* **TEXT EXCERPT**:
Start of Block

Image result for Curr Clin Pharmacol.

“Cannabis sativa is also popularly known as marijuana. It is being cultivated and used by man for recreational and medicinal purposes from many centuries.

Study of cannabinoids was at bay for very long time and its therapeutic value could not be adequately harnessed due to its legal status as proscribed drug in most of the countries.

The research of drugs acting on endocannabinoid system has seen many ups and down in recent past. Presently, it is known that endocannabinoids has role in pathology of many disorders and they also serve “protective role” in many medical conditions.

Several diseases like emesis, pain, inflammation, multiple sclerosis, anorexia, epilepsy, glaucoma, schizophrenia, cardiovascular disorders, cancer, obesity, metabolic syndrome related diseases, Parkinson’s disease, Huntington’s disease, Alzheimer’s disease and Tourette’s syndrome could possibly be treated by drugs modulating endocannabinoid system.

Presently, cannabinoid receptor agonists like nabilone and dronabinol are used for reducing the chemotherapy induced vomiting. Sativex (cannabidiol and THC combination) is approved in the UK, Spain and New Zealand to treat spasticity due to multiple sclerosis. In US it is under investigation for cancer pain, another drug Epidiolex (cannabidiol) is also under investigation in US for childhood seizures. Rimonabant, CB1 receptor antagonist appeared as a promising anti-obesity drug during clinical trials but it also exhibited remarkable psychiatric side effect profile. Due to which the US Food and Drug Administration did not approve Rimonabant in US. It sale was also suspended across the EU in 2008.

Recent discontinuation of clinical trial related to FAAH inhibitor due to occurrence of serious adverse events in the participating subjects could be discouraging for the research fraternity. Despite of some mishaps in clinical trials related to drugs acting on endocannabinoid system, still lot of research is being carried out to explore and establish the therapeutic targets for both cannabinoid receptor agonists and antagonists.

One challenge is to develop drugs that target only cannabinoid receptors in a particular tissue and another is to invent drugs that acts selectively on cannabinoid receptors located outside the blood brain barrier. Besides this, development of the suitable dosage forms with maximum efficacy and minimum adverse effects is also warranted.

Another angle to be introspected for therapeutic abilities of this group of drugs is non-CB1 and non-CB2 receptor targets for cannabinoids.

End of Block

* **DATASET RECORDS**:
Start of Block

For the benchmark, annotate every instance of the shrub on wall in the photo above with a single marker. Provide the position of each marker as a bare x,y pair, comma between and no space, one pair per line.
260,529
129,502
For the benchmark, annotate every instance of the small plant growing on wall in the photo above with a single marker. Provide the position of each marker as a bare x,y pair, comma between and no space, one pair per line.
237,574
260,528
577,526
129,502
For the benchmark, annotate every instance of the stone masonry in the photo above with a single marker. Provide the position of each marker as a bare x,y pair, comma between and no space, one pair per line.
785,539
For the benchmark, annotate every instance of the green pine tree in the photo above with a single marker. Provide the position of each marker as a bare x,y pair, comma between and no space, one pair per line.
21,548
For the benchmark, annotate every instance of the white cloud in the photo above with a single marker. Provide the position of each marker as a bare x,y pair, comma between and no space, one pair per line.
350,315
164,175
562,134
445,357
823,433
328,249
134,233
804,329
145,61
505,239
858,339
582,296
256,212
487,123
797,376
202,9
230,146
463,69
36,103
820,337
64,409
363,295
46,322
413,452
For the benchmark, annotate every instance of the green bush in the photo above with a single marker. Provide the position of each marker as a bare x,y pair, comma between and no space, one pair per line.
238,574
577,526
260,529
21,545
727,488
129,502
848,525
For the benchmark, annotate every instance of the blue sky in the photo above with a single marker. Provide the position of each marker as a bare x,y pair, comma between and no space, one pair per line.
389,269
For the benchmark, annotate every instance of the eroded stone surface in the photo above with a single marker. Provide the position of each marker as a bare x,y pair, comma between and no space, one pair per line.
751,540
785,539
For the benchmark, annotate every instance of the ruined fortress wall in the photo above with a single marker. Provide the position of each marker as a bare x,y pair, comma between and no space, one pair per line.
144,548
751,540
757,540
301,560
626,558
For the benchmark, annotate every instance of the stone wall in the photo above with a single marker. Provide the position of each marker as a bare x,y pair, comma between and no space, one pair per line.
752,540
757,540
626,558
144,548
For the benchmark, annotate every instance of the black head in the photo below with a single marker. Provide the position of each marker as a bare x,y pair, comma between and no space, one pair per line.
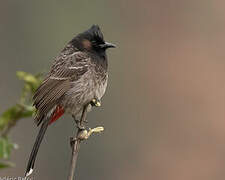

End of Block

* **USING THE INFORMATION**:
[1] In the cannabinoid text, in which countries is Sativex approved for treating spasticity due to multiple sclerosis?
[2] Update the cannabinoid text by restating the part that opens with the words "Image result for" and closes with "many medical conditions.", with "marijuana" changed to "weed".

* **COMPLETED EXERCISE**:
[1] The UK, Spain and New Zealand.

[2]
Image result for Curr Clin Pharmacol.

“Cannabis sativa is also popularly known as weed. It is being cultivated and used by man for recreational and medicinal purposes from many centuries.

Study of cannabinoids was at bay for very long time and its therapeutic value could not be adequately harnessed due to its legal status as proscribed drug in most of the countries.

The research of drugs acting on endocannabinoid system has seen many ups and down in recent past. Presently, it is known that endocannabinoids has role in pathology of many disorders and they also serve “protective role” in many medical conditions.